Your answer should be the lines below from the one with "the blue patterned" to the one with "of the wicker", both included, given again exactly and with nothing added.

── Dataset

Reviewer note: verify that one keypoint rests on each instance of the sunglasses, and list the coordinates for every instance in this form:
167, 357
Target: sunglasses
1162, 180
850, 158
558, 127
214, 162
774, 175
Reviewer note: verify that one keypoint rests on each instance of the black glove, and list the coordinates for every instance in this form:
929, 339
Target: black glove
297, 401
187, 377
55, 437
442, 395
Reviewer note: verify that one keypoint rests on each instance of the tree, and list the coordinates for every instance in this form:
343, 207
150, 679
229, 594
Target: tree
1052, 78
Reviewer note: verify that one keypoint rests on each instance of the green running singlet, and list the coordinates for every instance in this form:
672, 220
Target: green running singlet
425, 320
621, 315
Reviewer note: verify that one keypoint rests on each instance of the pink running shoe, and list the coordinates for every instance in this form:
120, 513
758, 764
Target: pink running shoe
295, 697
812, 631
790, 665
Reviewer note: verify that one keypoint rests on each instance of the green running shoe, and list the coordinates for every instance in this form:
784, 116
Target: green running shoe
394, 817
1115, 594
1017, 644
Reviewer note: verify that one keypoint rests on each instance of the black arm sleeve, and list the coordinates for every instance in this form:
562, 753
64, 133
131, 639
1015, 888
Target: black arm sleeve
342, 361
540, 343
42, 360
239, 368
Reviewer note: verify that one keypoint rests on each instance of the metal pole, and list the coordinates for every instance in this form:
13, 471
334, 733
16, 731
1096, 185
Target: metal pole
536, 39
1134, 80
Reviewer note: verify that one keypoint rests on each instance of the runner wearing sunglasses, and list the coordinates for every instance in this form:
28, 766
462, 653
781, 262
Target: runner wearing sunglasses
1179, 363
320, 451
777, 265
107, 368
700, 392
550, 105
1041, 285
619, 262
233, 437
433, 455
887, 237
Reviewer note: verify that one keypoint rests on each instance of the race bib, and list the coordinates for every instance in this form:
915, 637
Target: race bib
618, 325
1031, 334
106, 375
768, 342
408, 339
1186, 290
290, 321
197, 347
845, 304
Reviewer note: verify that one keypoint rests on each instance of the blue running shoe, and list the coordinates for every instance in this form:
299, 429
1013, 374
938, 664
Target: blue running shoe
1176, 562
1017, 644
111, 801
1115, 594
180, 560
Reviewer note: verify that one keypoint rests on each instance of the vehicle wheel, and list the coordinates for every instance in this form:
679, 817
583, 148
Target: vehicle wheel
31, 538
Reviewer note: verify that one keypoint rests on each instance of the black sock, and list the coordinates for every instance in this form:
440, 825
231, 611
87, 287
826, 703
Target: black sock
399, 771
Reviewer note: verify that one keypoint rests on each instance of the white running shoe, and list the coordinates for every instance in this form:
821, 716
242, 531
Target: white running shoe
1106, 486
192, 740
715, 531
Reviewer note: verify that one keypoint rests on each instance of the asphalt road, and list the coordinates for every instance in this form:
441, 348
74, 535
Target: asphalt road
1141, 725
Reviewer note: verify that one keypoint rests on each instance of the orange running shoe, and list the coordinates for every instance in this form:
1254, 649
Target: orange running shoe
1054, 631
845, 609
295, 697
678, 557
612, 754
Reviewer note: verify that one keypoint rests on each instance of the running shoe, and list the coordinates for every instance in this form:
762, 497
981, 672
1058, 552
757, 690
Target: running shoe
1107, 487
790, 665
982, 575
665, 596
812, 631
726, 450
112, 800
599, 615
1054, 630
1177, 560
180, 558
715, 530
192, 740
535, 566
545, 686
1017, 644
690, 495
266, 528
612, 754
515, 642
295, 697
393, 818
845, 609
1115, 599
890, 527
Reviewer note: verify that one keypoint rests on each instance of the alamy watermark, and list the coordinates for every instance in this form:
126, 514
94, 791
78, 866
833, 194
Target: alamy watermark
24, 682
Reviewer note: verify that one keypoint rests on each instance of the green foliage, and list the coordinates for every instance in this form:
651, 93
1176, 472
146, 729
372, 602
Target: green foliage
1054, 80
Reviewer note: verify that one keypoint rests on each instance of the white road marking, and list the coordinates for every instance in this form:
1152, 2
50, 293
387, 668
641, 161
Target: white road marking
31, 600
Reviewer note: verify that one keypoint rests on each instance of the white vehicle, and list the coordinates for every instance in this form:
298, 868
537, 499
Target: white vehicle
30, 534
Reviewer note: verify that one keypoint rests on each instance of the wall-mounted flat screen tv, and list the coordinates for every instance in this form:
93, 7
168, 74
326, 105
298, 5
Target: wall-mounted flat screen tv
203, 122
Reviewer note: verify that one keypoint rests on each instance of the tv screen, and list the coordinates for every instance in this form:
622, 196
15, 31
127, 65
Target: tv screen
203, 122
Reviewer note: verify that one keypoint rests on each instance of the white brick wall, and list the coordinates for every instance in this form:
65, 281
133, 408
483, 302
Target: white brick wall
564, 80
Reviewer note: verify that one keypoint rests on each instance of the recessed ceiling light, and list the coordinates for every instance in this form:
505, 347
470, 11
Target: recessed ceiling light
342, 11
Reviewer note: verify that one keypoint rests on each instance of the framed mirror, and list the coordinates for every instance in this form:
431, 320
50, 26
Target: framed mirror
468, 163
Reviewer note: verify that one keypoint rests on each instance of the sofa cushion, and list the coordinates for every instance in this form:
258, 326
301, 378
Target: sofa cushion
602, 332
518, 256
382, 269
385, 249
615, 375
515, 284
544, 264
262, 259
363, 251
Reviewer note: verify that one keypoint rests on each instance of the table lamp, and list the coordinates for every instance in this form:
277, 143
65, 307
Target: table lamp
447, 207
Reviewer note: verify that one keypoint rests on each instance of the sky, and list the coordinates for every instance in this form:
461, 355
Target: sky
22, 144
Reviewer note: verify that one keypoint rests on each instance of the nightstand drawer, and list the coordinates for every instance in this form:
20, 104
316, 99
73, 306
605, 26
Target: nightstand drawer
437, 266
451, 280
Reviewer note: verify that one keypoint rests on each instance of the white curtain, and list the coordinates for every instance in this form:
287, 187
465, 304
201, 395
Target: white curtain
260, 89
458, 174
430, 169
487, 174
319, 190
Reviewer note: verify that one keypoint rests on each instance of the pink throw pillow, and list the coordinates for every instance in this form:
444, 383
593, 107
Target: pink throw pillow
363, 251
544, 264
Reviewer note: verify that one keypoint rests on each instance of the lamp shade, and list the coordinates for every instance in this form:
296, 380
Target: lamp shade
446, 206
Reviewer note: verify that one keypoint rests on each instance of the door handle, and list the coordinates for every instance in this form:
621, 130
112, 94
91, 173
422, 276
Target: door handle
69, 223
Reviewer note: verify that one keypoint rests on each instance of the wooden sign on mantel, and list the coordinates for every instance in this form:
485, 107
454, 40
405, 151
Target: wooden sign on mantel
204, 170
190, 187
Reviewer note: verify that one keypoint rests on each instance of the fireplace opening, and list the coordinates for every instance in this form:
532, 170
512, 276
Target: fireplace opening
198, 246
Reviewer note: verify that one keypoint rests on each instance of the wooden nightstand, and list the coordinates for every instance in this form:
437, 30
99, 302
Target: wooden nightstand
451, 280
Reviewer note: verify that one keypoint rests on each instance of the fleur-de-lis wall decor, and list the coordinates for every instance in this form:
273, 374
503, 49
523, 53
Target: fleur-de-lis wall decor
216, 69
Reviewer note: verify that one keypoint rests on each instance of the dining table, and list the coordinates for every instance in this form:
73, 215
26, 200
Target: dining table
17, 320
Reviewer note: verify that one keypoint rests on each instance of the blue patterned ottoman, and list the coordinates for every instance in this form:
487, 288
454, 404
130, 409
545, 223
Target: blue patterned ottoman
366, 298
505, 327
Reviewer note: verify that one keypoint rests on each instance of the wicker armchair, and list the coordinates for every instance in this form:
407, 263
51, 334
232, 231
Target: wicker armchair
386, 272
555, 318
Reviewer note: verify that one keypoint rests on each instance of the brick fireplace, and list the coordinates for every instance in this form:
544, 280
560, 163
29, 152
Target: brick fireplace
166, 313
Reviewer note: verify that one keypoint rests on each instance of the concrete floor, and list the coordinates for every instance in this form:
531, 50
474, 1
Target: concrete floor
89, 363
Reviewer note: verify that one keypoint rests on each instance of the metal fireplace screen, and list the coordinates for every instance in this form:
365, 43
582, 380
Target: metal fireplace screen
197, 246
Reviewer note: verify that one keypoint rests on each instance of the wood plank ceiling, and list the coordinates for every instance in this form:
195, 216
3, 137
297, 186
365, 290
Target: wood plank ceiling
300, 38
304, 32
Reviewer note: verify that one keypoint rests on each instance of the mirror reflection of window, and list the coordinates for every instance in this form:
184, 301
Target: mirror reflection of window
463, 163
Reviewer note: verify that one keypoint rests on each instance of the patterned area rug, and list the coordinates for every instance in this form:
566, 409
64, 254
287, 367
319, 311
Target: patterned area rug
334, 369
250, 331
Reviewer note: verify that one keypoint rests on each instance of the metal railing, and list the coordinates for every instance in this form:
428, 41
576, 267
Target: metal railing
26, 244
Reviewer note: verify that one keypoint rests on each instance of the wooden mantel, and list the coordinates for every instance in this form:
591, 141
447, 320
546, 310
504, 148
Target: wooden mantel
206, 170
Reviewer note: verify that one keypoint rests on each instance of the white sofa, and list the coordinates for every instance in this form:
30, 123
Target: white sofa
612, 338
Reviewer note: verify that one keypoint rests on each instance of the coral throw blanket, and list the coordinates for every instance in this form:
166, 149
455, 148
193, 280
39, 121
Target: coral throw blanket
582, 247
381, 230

────

Written answer
Reviewer note: verify that one keypoint rests on each instance of the blue patterned ottoman, and list the coordinates for every instance in this form:
487, 288
454, 404
130, 409
545, 223
Target: blue patterned ottoman
366, 298
505, 327
Reviewer note: verify that one keypoint rests on each instance of the wicker armchair, and list the coordinates for every instance in this form:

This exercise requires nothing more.